Dataset entries
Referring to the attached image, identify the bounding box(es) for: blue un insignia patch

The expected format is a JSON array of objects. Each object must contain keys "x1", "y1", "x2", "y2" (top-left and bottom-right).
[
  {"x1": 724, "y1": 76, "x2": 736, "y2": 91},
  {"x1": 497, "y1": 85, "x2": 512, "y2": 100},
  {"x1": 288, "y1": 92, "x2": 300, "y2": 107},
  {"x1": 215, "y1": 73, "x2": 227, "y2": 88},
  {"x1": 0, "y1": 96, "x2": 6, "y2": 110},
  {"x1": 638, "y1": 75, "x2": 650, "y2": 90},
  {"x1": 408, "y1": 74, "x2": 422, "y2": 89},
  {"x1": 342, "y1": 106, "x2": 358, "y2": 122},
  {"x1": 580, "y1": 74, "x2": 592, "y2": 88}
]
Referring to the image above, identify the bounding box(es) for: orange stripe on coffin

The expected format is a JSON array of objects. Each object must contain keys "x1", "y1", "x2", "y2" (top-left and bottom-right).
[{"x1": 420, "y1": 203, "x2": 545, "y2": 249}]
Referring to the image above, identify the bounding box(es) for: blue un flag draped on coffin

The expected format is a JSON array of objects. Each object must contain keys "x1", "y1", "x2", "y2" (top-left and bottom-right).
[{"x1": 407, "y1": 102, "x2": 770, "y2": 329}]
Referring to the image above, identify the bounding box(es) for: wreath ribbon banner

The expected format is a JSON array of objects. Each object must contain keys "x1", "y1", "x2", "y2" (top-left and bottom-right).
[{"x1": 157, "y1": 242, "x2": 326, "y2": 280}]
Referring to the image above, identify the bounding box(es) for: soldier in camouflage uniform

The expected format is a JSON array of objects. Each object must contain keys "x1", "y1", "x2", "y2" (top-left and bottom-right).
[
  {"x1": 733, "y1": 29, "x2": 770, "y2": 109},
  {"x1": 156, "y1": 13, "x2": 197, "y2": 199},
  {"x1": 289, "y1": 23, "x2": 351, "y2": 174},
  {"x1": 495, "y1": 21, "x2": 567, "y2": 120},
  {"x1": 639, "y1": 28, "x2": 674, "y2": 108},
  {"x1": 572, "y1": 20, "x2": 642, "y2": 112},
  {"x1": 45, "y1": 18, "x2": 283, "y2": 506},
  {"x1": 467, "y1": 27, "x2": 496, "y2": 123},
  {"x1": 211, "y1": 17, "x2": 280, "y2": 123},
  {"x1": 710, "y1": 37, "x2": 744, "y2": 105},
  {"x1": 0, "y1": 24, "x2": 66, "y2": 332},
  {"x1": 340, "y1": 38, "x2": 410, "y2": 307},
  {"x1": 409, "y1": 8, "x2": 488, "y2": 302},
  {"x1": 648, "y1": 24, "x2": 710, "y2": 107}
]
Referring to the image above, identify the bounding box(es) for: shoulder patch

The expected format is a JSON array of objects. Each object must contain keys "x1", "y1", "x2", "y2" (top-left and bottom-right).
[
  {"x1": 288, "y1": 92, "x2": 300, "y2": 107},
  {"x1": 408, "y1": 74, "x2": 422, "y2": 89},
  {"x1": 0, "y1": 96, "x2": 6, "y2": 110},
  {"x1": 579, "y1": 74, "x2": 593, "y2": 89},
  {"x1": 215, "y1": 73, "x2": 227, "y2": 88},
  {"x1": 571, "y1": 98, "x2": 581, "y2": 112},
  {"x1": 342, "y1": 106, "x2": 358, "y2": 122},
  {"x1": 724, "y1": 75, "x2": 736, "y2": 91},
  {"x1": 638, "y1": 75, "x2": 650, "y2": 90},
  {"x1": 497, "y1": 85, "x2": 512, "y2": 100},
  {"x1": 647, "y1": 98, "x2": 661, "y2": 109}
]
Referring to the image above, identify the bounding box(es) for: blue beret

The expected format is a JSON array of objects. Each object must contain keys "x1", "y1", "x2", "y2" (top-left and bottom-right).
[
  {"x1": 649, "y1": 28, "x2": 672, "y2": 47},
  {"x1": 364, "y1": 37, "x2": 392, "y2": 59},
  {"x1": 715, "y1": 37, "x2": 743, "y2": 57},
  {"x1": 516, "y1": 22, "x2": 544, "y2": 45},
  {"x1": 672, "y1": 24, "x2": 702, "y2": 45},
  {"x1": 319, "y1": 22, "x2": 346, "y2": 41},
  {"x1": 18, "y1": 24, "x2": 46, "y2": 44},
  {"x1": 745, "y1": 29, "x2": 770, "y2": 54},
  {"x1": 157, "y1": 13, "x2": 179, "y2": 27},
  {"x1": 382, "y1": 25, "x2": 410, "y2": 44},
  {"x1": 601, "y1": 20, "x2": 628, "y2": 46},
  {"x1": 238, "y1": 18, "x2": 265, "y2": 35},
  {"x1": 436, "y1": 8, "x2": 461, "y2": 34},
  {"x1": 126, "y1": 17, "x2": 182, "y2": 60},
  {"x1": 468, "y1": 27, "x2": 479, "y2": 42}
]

### Task to complete
Review the preceding data and report every line that includes the string "bounding".

### Solution to this problem
Referring to the attached image, identify the bounding box(es) for: blue un insignia patch
Referring to the image above, identify the bounding box(es) for: orange stripe on coffin
Referring to the image above, identify the bounding box(es) for: blue un flag draped on coffin
Referring to the image above, identify the bounding box(es) for: wreath ribbon banner
Referring to the image above, identify the bounding box(es) for: soldier in camouflage uniform
Referring to the image above, identify the bounding box(es) for: shoulder patch
Referring to the image above, identify the bounding box(es) for: blue beret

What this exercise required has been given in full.